- **EXERCISE GOAL**
In the red blotch passage, rewrite the part from "Red blotch disease" to "as $68,000 per acre.", swapping every "berry" for "grape".

- **GIVEN PASSAGE**
════════════════════

Red blotch disease results in delayed berry ripening, altered berry color, and a smaller berry size. It adversely affects pH, anthocyanin levels, tannin levels, and other phenolic factors that reduce the quality and market value of wine made from affected grapes. Sugar accumulation may be significantly reduced, typically dropping by 3 degrees Brix and dropping by as much as 6 degrees Brix in some varieties. Premium wine producers in California estimate that a 100% red blotch infection can reduce the value of a vineyard by as much as $68,000 per acre.

Research indicates that red blotch is not a new disease, but has been overlooked until its discovery at UC Davis in 2008 because its symptoms appear similar to those of grapevine leafroll disease. There are two key symptomatic differences between the diseases. While both diseases result in abnormal red coloring on affected grapevine leaves, leafroll affected leaves only turn red in and around the secondary veins of the grapevine leaf; red blotch affected leaves turn red in both the primary and secondary veins as well as in the interveinal zones. Secondly, unlike with leafroll, leaves affected by red blotch do not typically roll inwards at their edges. Symptoms of red blotch may also be mistaken for plant stress or nutritional deficiencies.

==Cause==
Red blotch is caused by Grapevine red blotch virus, also called grapevine red blotch-associated virus (GRBaV), a single-stranded circular DNA virus. GRBaV is a member of the genus Grablovirus, and is one of only a few geminiviruses currently known to infect woody perennial plants. Within GRBaV, two groups of genetic variants have been identified so far.

==Epidemiology==
Research suggests a wide geographic distribution, as well as a widespread occurrence in red and white vinifera cultivars. Infected vines have been identified in California, New York, Virginia, Maryland, Pennsylvania, Texas, and Washington. A nearly identical virus was found in Canada.

════════════════════

- **MATERIAL PROVIDED**

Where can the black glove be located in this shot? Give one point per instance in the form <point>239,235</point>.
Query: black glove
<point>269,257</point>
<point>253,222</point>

════════════════════

- **OUTPUT BELOW**
Red blotch disease results in delayed grape ripening, altered grape color, and a smaller grape size. It adversely affects pH, anthocyanin levels, tannin levels, and other phenolic factors that reduce the quality and market value of wine made from affected grapes. Sugar accumulation may be significantly reduced, typically dropping by 3 degrees Brix and dropping by as much as 6 degrees Brix in some varieties. Premium wine producers in California estimate that a 100% red blotch infection can reduce the value of a vineyard by as much as $68,000 per acre.